**Task statement:** Reproduce all of the material below line for line, with no changes.

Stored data

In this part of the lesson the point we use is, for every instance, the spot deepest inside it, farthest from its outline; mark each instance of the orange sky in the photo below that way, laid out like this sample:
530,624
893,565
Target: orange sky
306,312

**The answer:**
In this part of the lesson the point we use is, for every instance, the spot deepest inside it, farthest from its outline; mark each instance of the orange sky in the photo below that way, laid out like this sample:
530,624
893,565
Target: orange sky
306,312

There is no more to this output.